** Records for processing follows **
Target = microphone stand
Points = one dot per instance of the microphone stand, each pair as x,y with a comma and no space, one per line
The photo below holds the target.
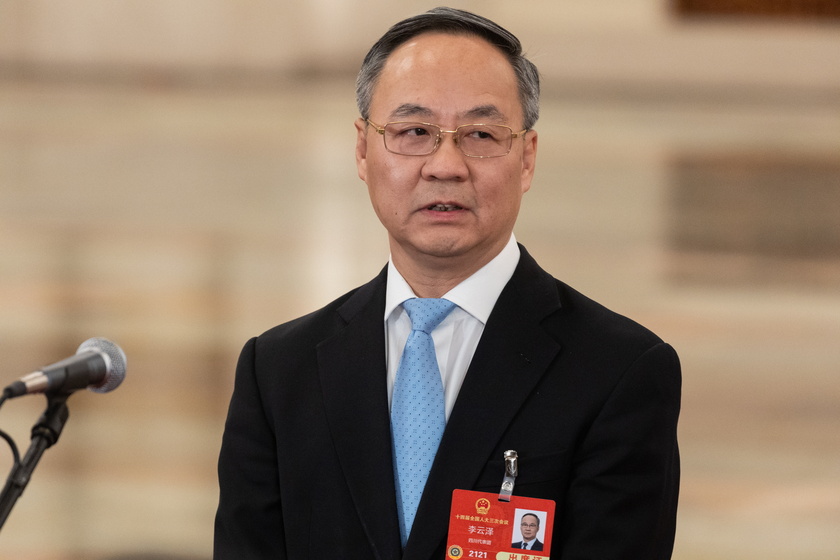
44,434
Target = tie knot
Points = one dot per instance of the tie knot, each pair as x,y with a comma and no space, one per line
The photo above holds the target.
427,313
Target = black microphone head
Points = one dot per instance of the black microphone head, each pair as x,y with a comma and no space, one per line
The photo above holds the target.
116,363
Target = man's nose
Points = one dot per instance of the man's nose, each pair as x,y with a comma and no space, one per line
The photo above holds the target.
447,162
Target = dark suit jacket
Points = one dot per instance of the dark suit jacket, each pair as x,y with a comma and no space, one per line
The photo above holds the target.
537,545
589,400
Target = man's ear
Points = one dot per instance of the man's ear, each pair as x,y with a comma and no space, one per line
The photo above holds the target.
529,159
361,148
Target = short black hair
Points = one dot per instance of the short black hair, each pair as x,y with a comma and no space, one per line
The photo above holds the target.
455,22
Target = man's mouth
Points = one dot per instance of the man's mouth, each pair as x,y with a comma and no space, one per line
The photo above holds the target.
444,207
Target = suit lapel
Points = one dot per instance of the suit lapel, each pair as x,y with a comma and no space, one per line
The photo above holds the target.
512,356
353,377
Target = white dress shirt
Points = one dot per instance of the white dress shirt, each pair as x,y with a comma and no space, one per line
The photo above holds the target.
457,336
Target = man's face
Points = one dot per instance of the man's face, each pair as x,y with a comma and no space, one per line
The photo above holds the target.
446,209
529,527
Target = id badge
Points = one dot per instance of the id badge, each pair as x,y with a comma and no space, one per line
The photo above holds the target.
483,526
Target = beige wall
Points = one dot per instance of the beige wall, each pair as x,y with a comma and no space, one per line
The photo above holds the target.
179,176
612,42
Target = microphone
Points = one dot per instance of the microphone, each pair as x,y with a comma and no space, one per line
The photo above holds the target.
99,365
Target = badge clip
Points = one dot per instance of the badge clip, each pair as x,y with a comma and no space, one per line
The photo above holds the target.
511,472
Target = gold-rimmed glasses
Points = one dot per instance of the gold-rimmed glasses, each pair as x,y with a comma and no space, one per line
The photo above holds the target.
422,139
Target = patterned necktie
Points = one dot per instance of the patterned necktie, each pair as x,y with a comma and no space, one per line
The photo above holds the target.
417,413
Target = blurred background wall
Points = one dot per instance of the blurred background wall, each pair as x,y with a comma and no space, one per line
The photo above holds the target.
178,175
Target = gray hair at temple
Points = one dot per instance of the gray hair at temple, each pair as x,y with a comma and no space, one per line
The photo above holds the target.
454,22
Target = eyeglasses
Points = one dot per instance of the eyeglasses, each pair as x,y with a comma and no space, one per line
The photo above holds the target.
** End of Records for processing **
Exercise:
Word for word, return the lines from the one holding "Points = one dot per instance of the gray" through the end of the entries above.

Answer space:
Points = one dot per instance of the gray hair at temple, each pair as x,y with a comma and no space, one per line
The photo above holds the target.
454,22
Target = eyeglasses
Points = one dot per instance of the eyeglasses, each pair as x,y with a comma and no space, one per line
The photo above holds the target.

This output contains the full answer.